* **Texto**
^^^^^^^^
21/10/2010

Caçada

Eram cerca de dez horas da noite quando começamos a correr. Noite quente, mata fechada, lua amarela, sangue nos olhos, lançamento de livros da Nephelibatas no Talyesin. Noites quentes são a última chance de felicidade da humanidade.
Avançamos a longa ladeira de horas suando e correndo no ambiente fechado e abafado. É preciso correr quando não se quer ter o corpo trucidado por feras selvagens, ou quando você é a ameaça perseguindo uma presa de carne vermelha e suculenta. Você pode sentir seus dentes furando o couro do animal vivo que ainda se debate, o gosto do sangue quente, mais um aperitivo sensual do que de fato alimento.
São três da manhã quando o cansaço começa a abater a maioria das pessoas. Está tudo vazio já, só nosso grupo continua ainda a correr sem perceber que a corrida já terminou, o público se foi, a faixa de vitória foi enrolada e guardada e o juiz começa a apagar as luzes e empilhar cadeiras em cima das mesas.
Ganhamos as ruas. As nada desertas ruas do centro da cidade, habitadas por panfletos de clubes noturnos que mostram as garotas em exibição, moradores de rua que tentam dormir em qualquer canto possível, tentando ignorar os bêbados que por ali passam falando alto, travestis da Hercílio Luz em roupas de enfermeira, aeromoça ou colegial sacana. O lado inconsciente da cidade que se revolve e agita enquanto o lado consciente dorme, ou tenta dormir.
A corrida começa a perder fôlego subindo a ladeira do TAC. A noite como um espelho dentro de um espelho começa a sofrer reviravoltas incompreensíveis. Não há mais lobos nos caçando ou coelhos suculentos para serem caçados, há loucos que nos abordam balburdiando coisas incompreensíveis, pessoas que passam a cada cinco minutos nos pedindo cigarro, cachaça ou outra coisa, um grupo hippie teletransportado dos anos 60 para nosso lado, que nos cerca com música de violão, incensos, faixas coloridas e demonstrações de amor fraterno entre humanos e animais, cachorros e humanos deitados no chão das ruas abraçando-se, beijando e catando pulgas nos pelos alheios.
Continuamos correndo e agora entramos na penumbra de sombras e terrores incompreensíveis. Casas e mais casas empilhadas, repletas de moradores despertos pelo terror da madrugada e o medo de bandidos. Uma velha sentada num baú de ouro espreita os transeuntes que passam com olho clínico, desconfiada. A guardiã do hospício urbano aberto pede silêncio do alto de sua torre a todos que passam. Um sofá no meio da rua é um convite enganoso ao descanso, uma vez que já se encontra ocupado por um morador que ali dorme profundamente.
Noites quentes são a redenção alegre após a tristeza e desespero do inverno úmido da ilha.
^^^^^^^^
* **Material fornecido**
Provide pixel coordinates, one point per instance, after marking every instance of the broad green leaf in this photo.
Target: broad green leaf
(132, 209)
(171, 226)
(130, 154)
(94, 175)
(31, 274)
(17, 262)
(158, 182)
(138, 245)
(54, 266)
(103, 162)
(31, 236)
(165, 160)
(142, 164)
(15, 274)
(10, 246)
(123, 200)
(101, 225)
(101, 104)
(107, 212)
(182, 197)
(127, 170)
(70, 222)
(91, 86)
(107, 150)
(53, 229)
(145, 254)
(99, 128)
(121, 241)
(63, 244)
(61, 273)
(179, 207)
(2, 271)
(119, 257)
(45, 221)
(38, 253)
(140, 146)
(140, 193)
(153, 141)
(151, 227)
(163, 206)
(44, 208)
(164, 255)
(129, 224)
^^^^^^^^
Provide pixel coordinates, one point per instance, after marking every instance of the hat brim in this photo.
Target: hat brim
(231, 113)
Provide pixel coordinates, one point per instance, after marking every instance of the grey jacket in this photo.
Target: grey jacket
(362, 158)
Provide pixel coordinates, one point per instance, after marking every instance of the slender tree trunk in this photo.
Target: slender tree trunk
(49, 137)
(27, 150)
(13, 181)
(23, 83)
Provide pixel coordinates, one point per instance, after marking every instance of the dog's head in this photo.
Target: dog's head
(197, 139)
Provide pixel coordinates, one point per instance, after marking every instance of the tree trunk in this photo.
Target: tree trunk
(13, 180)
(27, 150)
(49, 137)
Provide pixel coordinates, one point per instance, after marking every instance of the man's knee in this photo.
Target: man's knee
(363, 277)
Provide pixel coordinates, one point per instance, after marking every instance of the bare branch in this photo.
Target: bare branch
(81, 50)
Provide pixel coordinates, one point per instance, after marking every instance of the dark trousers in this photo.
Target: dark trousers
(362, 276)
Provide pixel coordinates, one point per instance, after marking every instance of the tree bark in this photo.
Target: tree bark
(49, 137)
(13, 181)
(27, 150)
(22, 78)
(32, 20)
^^^^^^^^
* **Tarefa**
Reproduza fielmente tudo o que vai de "Eram cerca de" até "felicidade da humanidade." no texto, incluindo essas palavras. Os registros não são necessários aqui.

* **Resposta**
Eram cerca de dez horas da noite quando começamos a correr. Noite quente, mata fechada, lua amarela, sangue nos olhos, lançamento de livros da Nephelibatas no Talyesin. Noites quentes são a última chance de felicidade da humanidade.